Sur le fondement de l’article 6 de la loi du 3 avril 1955, le ministre de l’intérieur a assigné une personne  à résidence sur le territoire de la commune Bretigny-sur-Orge avec obligation de se présenter trois fois par jour au commissariat de police d’Arpajon. L’intéressée a contesté cette mesure par la voie du référé-liberté, procédure d’urgence qui permet au juge d’ordonner, dans un délai de quarante-huit heures, toutes les mesures nécessaires à la sauvegarde d'une liberté fondamentale à laquelle une administration aurait porté une atteinte grave et manifestement illégale (article L. 521-2 du code de justice administrative).

Le juge des référés du tribunal administratif de Versailles ayant rejeté cette demande le 16 décembre 2015, l’intéressée a fait appel devant le juge des référés du Conseil d’État.

Dans l’ordonnance qu’il a rendue aujourd’hui, le juge des référés du Conseil d’État commence par examiner le principe de la mesure d’assignation à résidence.

Il rappelle que le ministre de l’intérieur s’est fondé, pour prendre cette mesure, sur les éléments mentionnés dans deux « notes blanches » des services de renseignement qui indiquent que l’intéressée est unie religieusement à une personne liée au terrorisme international, participant à un trafic d’armes au profit de la communauté tchétchène et ayant rejoint des groupes jihadistes, et est soupçonnée de lui avoir apporté un soutien logistique. Le juge des référés relève que la personne assignée à résidence a effectivement accompagné son conjoint à Istanbul en septembre 2015, date à laquelle la trace de ce dernier a été perdue, et a effectué depuis trois autres voyages à Istanbul. Si l’intéressée soutient avoir rompu tout lien avec cette personne et n’avoir pris aucune part dans ses activités, le juge des référés a estimé que les explications fournies étaient confuses et, pour certaines, contradictoires. Au vu des différents éléments dont il disposait, le juge des référés a donc estimé que l’assignation à résidence ne portait pas, dans son principe, une atteinte grave et manifestement illégale à la liberté d’aller et venir de l’intéressée.

Consigne: Poursuivez le texte sur l'assignation à résidence contestée devant le juge des référés du Conseil d'État, à partir de sa dernière phrase. Les données n'ont aucun rapport avec le texte.

Extraits de données:
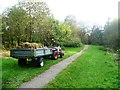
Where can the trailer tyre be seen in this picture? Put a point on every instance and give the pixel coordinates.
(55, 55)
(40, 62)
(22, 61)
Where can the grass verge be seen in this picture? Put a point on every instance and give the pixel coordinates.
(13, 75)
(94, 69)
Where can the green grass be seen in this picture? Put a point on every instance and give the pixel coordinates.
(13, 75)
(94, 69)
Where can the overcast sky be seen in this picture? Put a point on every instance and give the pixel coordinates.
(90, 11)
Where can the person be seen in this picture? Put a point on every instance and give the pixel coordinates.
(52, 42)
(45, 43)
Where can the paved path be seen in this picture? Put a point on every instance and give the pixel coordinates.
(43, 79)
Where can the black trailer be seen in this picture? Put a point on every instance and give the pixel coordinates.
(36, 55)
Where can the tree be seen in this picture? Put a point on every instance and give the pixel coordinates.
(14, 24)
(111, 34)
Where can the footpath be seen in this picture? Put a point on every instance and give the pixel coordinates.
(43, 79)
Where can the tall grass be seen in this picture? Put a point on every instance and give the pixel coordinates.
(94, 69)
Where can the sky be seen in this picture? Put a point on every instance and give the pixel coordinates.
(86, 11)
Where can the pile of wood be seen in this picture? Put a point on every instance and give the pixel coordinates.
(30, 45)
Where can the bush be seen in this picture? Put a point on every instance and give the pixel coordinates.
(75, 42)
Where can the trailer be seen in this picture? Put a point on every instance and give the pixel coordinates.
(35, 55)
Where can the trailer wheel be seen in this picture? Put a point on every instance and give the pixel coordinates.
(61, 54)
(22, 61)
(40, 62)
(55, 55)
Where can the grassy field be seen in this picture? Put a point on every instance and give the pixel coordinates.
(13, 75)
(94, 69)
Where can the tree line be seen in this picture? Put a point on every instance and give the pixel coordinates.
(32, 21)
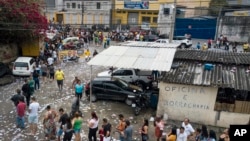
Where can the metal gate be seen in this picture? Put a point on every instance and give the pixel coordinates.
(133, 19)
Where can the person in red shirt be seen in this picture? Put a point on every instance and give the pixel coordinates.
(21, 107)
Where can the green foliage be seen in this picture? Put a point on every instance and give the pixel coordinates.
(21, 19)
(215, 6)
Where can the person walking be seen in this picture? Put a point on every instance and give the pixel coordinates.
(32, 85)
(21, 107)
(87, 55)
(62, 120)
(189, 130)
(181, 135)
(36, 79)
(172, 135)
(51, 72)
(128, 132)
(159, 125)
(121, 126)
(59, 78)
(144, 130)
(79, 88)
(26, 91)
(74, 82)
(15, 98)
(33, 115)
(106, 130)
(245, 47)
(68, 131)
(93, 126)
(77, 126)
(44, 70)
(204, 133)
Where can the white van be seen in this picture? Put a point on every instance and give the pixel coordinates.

--

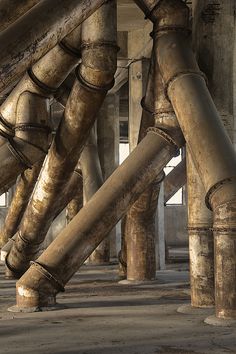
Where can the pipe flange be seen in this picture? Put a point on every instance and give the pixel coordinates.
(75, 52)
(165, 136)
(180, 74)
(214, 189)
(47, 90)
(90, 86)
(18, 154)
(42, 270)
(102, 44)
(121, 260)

* * *

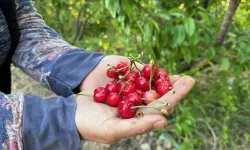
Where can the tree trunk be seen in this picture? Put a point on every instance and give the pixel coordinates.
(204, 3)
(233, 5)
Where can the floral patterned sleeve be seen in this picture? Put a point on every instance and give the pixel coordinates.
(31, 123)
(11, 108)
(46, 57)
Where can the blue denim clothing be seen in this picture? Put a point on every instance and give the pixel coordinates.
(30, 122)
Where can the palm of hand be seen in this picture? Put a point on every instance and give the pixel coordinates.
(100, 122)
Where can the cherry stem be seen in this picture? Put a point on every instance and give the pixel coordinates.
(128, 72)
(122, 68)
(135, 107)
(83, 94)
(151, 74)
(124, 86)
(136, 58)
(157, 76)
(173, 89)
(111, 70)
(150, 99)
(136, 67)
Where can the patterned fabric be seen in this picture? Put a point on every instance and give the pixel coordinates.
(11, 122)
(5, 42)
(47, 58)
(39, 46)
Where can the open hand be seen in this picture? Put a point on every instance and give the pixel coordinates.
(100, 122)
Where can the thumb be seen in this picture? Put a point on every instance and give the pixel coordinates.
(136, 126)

Résultat attendu:
Le juge des référés a ensuite examiné les modalités de l’assignation au regard du droit au respect de la vie familiale et de l’intérêt supérieur des trois jeunes enfants de l’intéressée, dont deux sont scolarisés et le dernier gardé à domicile. En vertu de la mesure d’assignation dont elle avait fait l’objet, la requérante devait en effet se rendre en transports en commun à 9h, 14h et 19h à un commissariat de police situé à 10 km de son domicile, alors qu’il existe un poste de police dans la commune où elle réside. Le juge des référés a estimé que ces modalités faisaient peser des contraintes excessivement lourdes sur l’intéressée, qui doit assurer les trajets à l’école, assurer la garde de ses enfants par une voisine ou les emmener avec elle au commissariat dont elle ne revient jamais avant 19h45.

A la suite des échanges au cours de l’audience et du supplément d’instruction ordonné par le juge des référés, le ministre de l’intérieur a toutefois modifié les conditions de l’assignation à résidence, en réduisant les obligations de présentation de trois fois à deux fois par jour et en permettant à l’intéressée de se présenter au poste de police de sa commune de résidence du lundi au vendredi, sauf fermeture exceptionnelle de ce poste de police.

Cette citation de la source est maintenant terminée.